Short exercise:
Which lines run from the line with "the gable, imagine" to the end of the entries? Write out exactly those, leaving out the pictures.

== Supplied entries ==

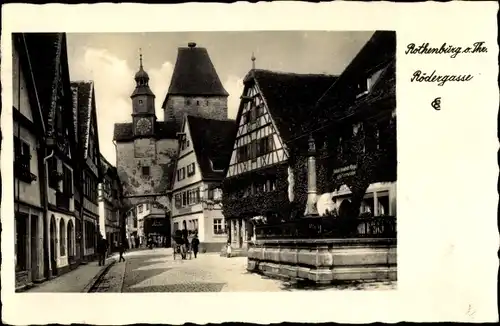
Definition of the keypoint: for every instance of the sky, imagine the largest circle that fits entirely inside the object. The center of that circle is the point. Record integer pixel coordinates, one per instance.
(111, 61)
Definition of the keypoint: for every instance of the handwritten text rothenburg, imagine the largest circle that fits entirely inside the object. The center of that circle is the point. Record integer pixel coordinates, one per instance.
(425, 48)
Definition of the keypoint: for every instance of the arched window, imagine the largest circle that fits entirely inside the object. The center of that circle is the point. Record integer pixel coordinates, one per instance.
(62, 238)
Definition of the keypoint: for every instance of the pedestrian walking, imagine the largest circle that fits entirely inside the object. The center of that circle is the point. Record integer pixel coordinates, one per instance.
(195, 244)
(228, 250)
(122, 251)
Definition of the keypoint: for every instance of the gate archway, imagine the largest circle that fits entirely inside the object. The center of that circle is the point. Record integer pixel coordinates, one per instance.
(53, 245)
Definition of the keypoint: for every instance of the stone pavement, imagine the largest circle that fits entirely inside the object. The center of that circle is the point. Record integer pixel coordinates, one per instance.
(156, 271)
(76, 280)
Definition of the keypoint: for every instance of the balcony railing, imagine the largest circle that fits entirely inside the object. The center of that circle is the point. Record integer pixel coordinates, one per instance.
(22, 168)
(329, 227)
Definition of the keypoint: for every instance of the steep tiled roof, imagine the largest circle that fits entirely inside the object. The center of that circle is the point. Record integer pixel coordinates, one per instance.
(107, 168)
(82, 109)
(194, 74)
(212, 141)
(290, 97)
(163, 130)
(378, 53)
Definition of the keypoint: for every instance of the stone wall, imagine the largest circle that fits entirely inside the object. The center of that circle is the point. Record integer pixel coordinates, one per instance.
(213, 107)
(325, 260)
(158, 155)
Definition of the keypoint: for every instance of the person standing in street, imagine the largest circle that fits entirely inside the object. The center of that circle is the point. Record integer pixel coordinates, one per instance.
(195, 244)
(122, 251)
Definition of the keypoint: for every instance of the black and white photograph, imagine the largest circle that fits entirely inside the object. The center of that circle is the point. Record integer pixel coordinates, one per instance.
(204, 162)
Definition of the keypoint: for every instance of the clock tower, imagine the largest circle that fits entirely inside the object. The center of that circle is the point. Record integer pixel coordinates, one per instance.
(143, 107)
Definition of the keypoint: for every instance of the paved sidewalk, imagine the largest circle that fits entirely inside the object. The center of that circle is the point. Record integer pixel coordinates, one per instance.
(74, 281)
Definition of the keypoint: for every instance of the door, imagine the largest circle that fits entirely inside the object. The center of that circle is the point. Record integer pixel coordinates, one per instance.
(34, 247)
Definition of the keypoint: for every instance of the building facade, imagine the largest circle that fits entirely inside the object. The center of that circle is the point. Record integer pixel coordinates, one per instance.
(204, 150)
(357, 165)
(28, 170)
(89, 161)
(48, 60)
(147, 148)
(131, 228)
(110, 205)
(257, 182)
(341, 180)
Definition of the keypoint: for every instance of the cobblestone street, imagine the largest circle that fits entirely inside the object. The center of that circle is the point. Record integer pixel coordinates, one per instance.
(156, 271)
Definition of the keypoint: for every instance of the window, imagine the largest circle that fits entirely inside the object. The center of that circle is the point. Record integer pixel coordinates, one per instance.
(191, 169)
(184, 143)
(181, 174)
(218, 228)
(210, 194)
(194, 196)
(22, 160)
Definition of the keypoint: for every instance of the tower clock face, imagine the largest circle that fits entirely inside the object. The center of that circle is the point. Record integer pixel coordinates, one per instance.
(143, 126)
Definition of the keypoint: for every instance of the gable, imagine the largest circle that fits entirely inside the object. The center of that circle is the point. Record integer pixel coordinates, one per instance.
(258, 143)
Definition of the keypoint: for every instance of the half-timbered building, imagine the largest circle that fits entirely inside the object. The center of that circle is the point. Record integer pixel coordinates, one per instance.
(272, 106)
(357, 158)
(87, 179)
(49, 63)
(205, 146)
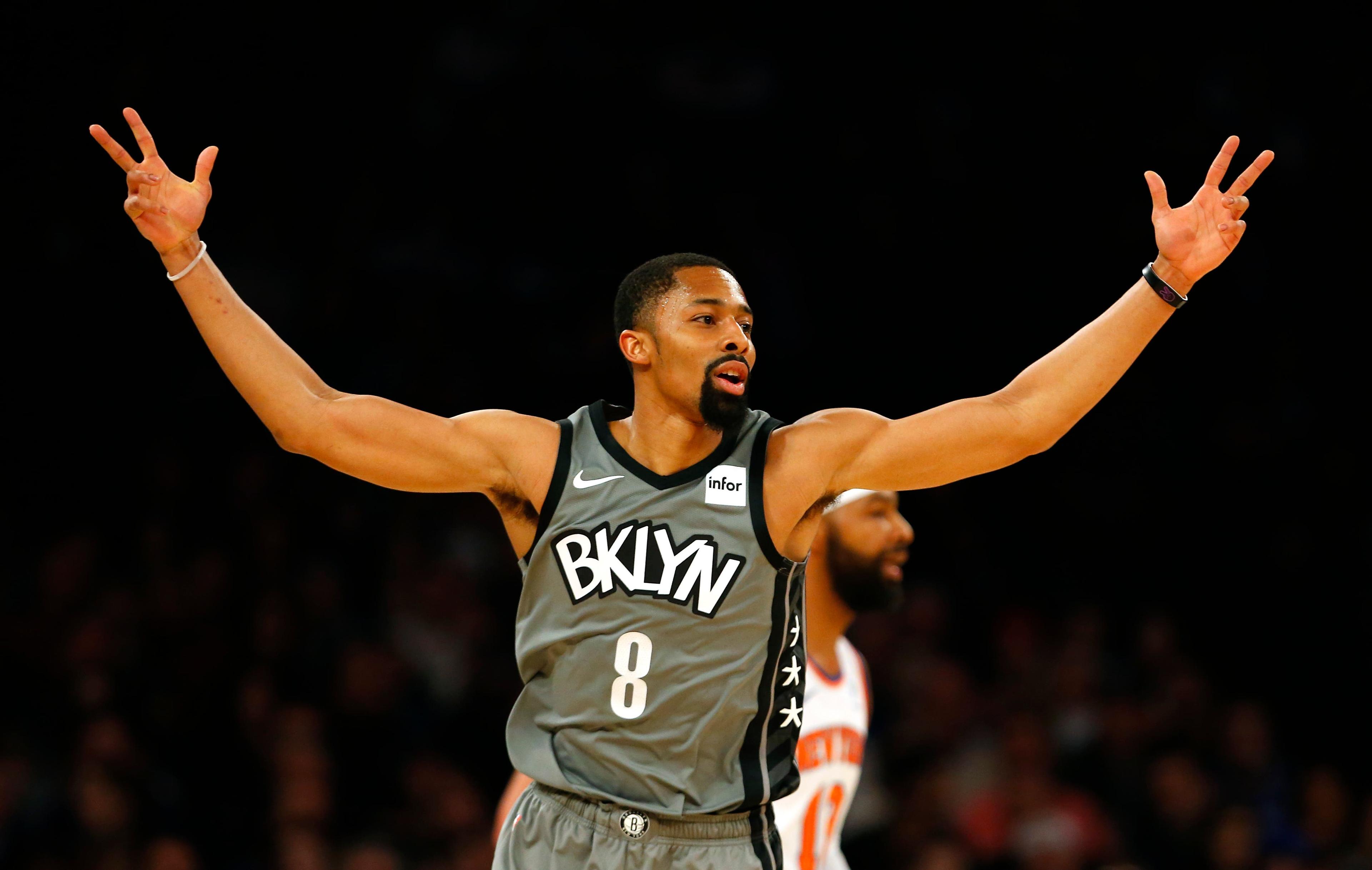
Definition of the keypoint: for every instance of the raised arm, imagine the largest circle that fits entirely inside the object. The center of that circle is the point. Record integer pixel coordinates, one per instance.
(497, 452)
(970, 437)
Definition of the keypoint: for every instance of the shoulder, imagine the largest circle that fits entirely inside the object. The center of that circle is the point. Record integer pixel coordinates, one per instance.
(859, 670)
(824, 433)
(509, 431)
(805, 456)
(527, 447)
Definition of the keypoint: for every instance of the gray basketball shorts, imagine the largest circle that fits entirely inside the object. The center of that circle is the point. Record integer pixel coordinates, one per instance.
(549, 829)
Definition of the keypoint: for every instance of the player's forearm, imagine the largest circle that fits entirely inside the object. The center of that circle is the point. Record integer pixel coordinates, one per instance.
(276, 382)
(1053, 394)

===

Written answer:
Definition of the keypoint: for every instance of the gable, imagine the largest circle that fits entirely inside the object. The center of that circle is the point. Record integer pixel coordinates, one per instance.
(258, 143)
Definition of the keypoint: for every instance of the half-timbered building, imagine the largest circle that fits entirely inside the object. The center of that circle is the point. Record integer pixel coordinates, one per instance.
(272, 106)
(357, 158)
(87, 179)
(49, 63)
(205, 146)
Definition of the keypoint: for every instance of the raised arm, imagine the largest circle that fits entirely inside the object. The center of that circle is the point. Record integer pixel coordinates, one per instance.
(497, 452)
(970, 437)
Definition of the keypoint: for every instance of the shoulder, imagine the largest circle that fits entirely inside the object. The center of that circle is the point. Record integer pixel coordinates, one per instance.
(859, 670)
(824, 433)
(509, 431)
(805, 456)
(527, 447)
Definition of the keypoint: for every instance of the gray basketball shorts, imagine the largest circle that fits entirely inside the object. The center of that circle is the point. Record integer pixel coordinates, one per instance.
(549, 829)
Definition of the keypoint: for every instance of the player's forearm, imagine the largest circle that fits entirely inside the object. The center of that circle is the point. Record integer pixel coordinates, one per instance.
(276, 382)
(1053, 394)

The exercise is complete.